* _Rows from a dataset_:

•••

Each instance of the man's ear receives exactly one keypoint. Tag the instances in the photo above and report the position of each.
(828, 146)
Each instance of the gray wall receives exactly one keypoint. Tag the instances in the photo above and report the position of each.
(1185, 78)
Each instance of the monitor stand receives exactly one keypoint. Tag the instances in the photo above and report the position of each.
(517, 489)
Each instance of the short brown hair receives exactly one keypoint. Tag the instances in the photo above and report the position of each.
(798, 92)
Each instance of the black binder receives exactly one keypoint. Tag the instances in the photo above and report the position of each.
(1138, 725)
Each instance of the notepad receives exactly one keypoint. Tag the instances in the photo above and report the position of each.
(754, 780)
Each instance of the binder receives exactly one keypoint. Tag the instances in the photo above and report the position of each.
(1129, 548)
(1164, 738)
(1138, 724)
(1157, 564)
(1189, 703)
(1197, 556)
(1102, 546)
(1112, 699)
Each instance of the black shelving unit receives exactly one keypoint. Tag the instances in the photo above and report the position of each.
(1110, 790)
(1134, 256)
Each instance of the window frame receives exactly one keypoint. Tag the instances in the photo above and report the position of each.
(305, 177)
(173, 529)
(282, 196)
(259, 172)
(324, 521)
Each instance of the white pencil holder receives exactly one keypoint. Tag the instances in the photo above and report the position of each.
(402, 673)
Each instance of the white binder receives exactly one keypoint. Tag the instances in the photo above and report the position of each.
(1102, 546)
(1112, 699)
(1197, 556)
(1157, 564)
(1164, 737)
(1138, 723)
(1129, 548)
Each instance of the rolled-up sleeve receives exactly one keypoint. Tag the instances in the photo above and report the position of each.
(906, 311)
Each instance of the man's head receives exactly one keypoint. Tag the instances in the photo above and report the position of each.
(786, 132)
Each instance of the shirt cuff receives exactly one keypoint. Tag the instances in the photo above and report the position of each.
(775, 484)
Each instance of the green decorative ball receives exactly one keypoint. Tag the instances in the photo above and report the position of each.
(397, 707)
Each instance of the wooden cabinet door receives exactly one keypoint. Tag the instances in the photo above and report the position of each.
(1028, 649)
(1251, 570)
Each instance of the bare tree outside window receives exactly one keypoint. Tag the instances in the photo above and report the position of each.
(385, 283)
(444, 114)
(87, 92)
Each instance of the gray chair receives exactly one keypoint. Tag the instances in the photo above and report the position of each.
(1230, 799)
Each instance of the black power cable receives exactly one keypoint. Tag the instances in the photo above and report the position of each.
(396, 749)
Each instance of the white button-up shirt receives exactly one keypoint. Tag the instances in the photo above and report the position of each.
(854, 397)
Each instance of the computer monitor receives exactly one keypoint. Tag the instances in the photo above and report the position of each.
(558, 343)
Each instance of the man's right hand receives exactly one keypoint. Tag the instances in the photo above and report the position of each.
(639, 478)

•••

* _The problem_: Copy out every line of the data, starting with the line containing "Each instance of the black power" and continuing through the end. In the copy, scale each coordinate by 1.2 and round it to a whole number, rounding halves up, and leave all other text as it is.

* _Problem solution_:
Each instance of the black power cable receives exactly one keypoint. Tag the instances in the photo above and report the position of each.
(475, 899)
Each instance of the white button-up shirt receives exactly one keypoint. Tag the instances in the photo above and report the position of each.
(1025, 476)
Each instance of the computer monitor receives exactly one keypoint. Tag the instances in the photo above and report the position of each.
(670, 412)
Each instance of the man's right hand receives exactly one keypoint. Tag the instances in the photo above and report the position of each.
(767, 574)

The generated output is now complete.